----- RECORDS PROVIDED

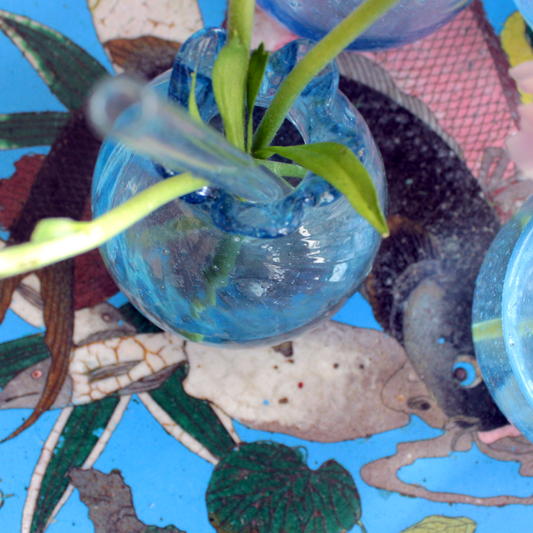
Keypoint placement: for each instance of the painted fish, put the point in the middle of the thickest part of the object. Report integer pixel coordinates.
(123, 365)
(422, 283)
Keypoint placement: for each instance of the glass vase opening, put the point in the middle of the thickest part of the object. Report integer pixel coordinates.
(220, 270)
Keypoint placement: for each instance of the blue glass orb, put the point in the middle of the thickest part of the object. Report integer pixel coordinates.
(408, 21)
(219, 270)
(503, 320)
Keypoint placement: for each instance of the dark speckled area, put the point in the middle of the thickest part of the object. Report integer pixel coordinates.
(422, 284)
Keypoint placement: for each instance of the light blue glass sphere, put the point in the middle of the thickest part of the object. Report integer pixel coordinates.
(408, 21)
(503, 320)
(216, 269)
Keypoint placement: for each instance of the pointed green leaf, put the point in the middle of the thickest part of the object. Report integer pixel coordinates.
(77, 440)
(338, 165)
(195, 416)
(22, 130)
(229, 78)
(443, 524)
(193, 106)
(67, 69)
(256, 71)
(19, 354)
(266, 487)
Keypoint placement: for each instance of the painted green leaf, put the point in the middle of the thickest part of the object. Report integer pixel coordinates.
(68, 70)
(229, 79)
(22, 130)
(195, 416)
(19, 354)
(77, 440)
(256, 71)
(137, 320)
(266, 487)
(443, 524)
(338, 165)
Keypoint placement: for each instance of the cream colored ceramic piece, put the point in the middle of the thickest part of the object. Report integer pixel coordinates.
(324, 386)
(174, 20)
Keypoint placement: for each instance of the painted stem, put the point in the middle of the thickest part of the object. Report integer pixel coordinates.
(316, 59)
(56, 239)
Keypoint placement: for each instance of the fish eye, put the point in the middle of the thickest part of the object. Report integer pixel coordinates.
(466, 371)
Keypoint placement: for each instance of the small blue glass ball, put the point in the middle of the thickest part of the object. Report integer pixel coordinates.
(406, 22)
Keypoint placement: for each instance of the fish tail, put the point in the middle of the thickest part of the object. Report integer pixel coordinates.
(57, 283)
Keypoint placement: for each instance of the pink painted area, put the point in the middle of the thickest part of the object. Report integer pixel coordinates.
(453, 72)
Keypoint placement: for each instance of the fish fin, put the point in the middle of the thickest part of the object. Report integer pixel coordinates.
(7, 288)
(30, 295)
(151, 382)
(57, 283)
(109, 371)
(409, 244)
(405, 284)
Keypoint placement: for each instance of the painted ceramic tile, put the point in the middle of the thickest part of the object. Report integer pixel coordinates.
(378, 421)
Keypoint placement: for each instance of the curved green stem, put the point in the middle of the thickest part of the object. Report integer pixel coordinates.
(241, 20)
(56, 239)
(316, 59)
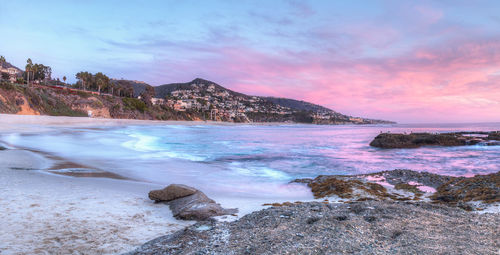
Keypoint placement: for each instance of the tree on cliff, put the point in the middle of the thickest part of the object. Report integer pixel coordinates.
(85, 78)
(147, 95)
(29, 66)
(101, 80)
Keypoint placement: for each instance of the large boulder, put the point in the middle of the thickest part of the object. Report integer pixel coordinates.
(197, 207)
(188, 203)
(173, 191)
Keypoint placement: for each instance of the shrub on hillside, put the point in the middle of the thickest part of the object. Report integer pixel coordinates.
(134, 104)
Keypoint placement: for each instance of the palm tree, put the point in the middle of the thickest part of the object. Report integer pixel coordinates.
(101, 81)
(2, 61)
(29, 66)
(79, 76)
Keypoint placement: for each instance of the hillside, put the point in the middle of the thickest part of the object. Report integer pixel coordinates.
(234, 106)
(19, 99)
(138, 86)
(198, 99)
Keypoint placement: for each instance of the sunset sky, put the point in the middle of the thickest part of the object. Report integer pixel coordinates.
(407, 61)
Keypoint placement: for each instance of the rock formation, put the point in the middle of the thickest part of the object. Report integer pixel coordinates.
(188, 203)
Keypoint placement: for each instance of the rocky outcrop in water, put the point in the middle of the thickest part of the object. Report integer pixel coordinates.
(173, 191)
(188, 203)
(415, 140)
(370, 227)
(470, 193)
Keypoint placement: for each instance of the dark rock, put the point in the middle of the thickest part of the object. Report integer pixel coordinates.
(197, 207)
(485, 188)
(390, 228)
(415, 140)
(173, 191)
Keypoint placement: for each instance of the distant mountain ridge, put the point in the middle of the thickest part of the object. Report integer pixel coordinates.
(297, 104)
(164, 90)
(309, 112)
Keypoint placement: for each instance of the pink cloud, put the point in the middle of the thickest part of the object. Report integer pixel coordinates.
(446, 83)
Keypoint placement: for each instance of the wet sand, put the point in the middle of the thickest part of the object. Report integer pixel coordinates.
(44, 213)
(46, 210)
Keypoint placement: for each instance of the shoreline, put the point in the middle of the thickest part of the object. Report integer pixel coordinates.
(88, 121)
(90, 213)
(69, 214)
(75, 212)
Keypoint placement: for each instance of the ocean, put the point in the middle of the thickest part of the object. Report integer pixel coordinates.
(254, 160)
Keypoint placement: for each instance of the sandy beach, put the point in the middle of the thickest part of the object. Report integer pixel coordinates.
(46, 213)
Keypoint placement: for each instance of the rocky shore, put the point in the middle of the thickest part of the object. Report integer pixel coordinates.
(396, 212)
(369, 227)
(415, 140)
(470, 193)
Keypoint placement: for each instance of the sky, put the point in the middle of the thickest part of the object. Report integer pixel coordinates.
(406, 61)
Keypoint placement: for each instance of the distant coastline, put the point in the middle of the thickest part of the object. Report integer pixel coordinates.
(198, 100)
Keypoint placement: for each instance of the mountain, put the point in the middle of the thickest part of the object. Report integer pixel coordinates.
(164, 90)
(297, 104)
(198, 99)
(205, 96)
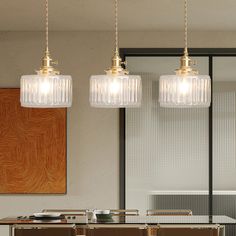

----------

- [DIRECTION] Reproduce every row above word for word, leaving out the pictures.

- [COMPLETED EXERCISE]
Keypoint placement: for each instance of the painted fish, put the point in the middle of the thickest part of the object. Report integer pixel coordinates.
(123, 365)
(422, 283)
Keypoint placement: for each instance of the glass vase opening, put the point in the middle of the thickest part of the object. Report integer pixel coordinates.
(220, 270)
Keypoint placement: for each instance of the blue glass orb, put the point in the middle of the thickest part of the object. Report integer pixel coordinates.
(408, 21)
(219, 270)
(503, 320)
Keypoint placement: for each instance of the dark speckled area, put the point in the middle of the thickest part of the object. Report integer pixel coordinates.
(422, 284)
Keypoint placement: for each instance of the light blue glass sphere, put the point in the middle of the thickest part of the object. Report integer pixel coordinates.
(408, 21)
(503, 320)
(216, 269)
Keypoint placement: for each instance of the pointed green leaf, put the point in the middle of the thickest part of the object. Report integer pixel coordinates.
(77, 440)
(338, 165)
(195, 416)
(22, 130)
(229, 78)
(443, 524)
(193, 106)
(67, 69)
(256, 71)
(19, 354)
(266, 487)
Keypoint placement: for each instance of the painted green leaf, put the point in the middle of the thickest part of the object. Report integer pixel coordinates.
(68, 70)
(229, 79)
(22, 130)
(195, 416)
(19, 354)
(77, 440)
(256, 71)
(137, 320)
(266, 487)
(443, 524)
(338, 165)
Keypoint placement: for each instance of the cream colored ceramic piece, put the point in the middle of the thickest part of the object. Report integer pixel coordinates.
(324, 386)
(174, 20)
Keypoint placement: for each instance of the painted stem, put the point in the middle of the thickest part of the object. Report integer pixel coordinates.
(316, 59)
(56, 239)
Keypoint placement: for each instance of the fish eye, put the point in the middle of the thickest part of the object. Report integer pixel coordinates.
(466, 371)
Keypoint placement: for each instance of the small blue glass ball, put the point in the middle of the thickest part of the object. Report integer pixel coordinates.
(406, 22)
Keypoint placement: for each instance of the fish tail, put the point in the middle of the thickest part of the object. Report integer pixel coordinates.
(57, 283)
Keypoint placement: for each instance of the pink painted area, put the point in the middle of the thickest part of the object. Report integer pixel coordinates.
(453, 72)
Keypoint placement: for each instance of the fish fin, put the point in the middle of the thickest part of the object. Report integer pixel coordinates.
(7, 288)
(30, 295)
(151, 382)
(57, 283)
(109, 371)
(409, 244)
(405, 284)
Keypoint placement: for each instance of the painted ceramic tile, put the point in the middle of the thickest part of the object. Report integer pixel coordinates.
(378, 421)
Keypoint placement: for each instance of the curved green stem, put the point in the middle of the thickest part of the object. Report integer pixel coordinates.
(241, 20)
(56, 239)
(316, 59)
Keypoint placement: for each instance of the tree on cliff, put the point in the middle of the thickest part of the object. Report integer pixel coordinates.
(85, 78)
(147, 95)
(29, 66)
(101, 80)
Keypoint placement: for each instance of the large boulder, put the point in the middle of the thickest part of the object. Report integer pixel coordinates.
(197, 207)
(188, 203)
(173, 191)
Keypoint placement: for each instance of the shrub on hillside, put the point in the middle of the thickest part of the object. Report integer pixel coordinates.
(134, 104)
Keypoint placement: for each instance of the palm tree, put the point in the middle of the thickest part of the object. Report integer pixel coordinates.
(101, 81)
(2, 61)
(29, 66)
(79, 76)
Keypoint placement: for each instance of the hillside, put the point in the middle of the thickest part of the object. Report integer pixel coordinates.
(234, 106)
(19, 99)
(138, 86)
(198, 99)
Keypoint placement: for each instance of the sunset sky, put the point in the middle of the thickest part of the object. Report integer pixel coordinates.
(407, 61)
Keypoint placement: for each instance of the rock formation, put the point in the middle of the thickest part of the object. Report integer pixel coordinates.
(188, 203)
Keypoint placement: for each instance of the rocky outcrop in water, put the point in the middle of the thickest part of the object. Report integer pixel coordinates.
(173, 191)
(188, 203)
(415, 140)
(370, 227)
(470, 193)
Keypoint placement: for each instance of the dark rock, put the point in the middle of the thickest part of the object. Report integer pixel coordinates.
(197, 207)
(485, 188)
(390, 228)
(415, 140)
(173, 191)
Keypoint placement: for each instance of the distant mountain ridge, put the point in the middle of the thickest part of the object. Report integer pixel coordinates.
(297, 104)
(164, 90)
(309, 112)
Keypoint placement: for each instance of the pink cloud, put the point in the middle of the thickest part of the object. Report integer pixel coordinates.
(446, 83)
Keypoint placement: for each instance of the wet sand, put the point in the middle of the thickest part of the object. Report integer pixel coordinates.
(44, 213)
(46, 210)
Keypoint placement: for each instance of the shoreline, put the point in the middle of the thickest part of the object. Report integer pixel coordinates.
(88, 121)
(90, 213)
(69, 214)
(75, 212)
Keypoint placement: for each instance of the ocean, put the point in the middle of the thickest part of the object. Report integer pixel coordinates.
(254, 160)
Keypoint placement: for each instance of the sandy beach, put the point in the middle of the thickest part of the object. Report integer pixel coordinates.
(46, 213)
Keypoint placement: for each instance of the rocky shore, put the point in the middle of the thickest part of the object. Report integer pixel coordinates.
(396, 212)
(369, 227)
(415, 140)
(470, 193)
Keypoint placement: for each instance of the sky, put the point in the middle of the thickest part of the object. Report integer pixel coordinates.
(406, 61)
Keypoint placement: for each instance of the distant coastline, put the point in the middle of the thickest part of the object. Report integer pixel coordinates.
(198, 100)
Keypoint placement: for each instance of the mountain, put the point in the middle of the thickest part of the object. Report integer pixel coordinates.
(164, 90)
(297, 104)
(198, 99)
(205, 96)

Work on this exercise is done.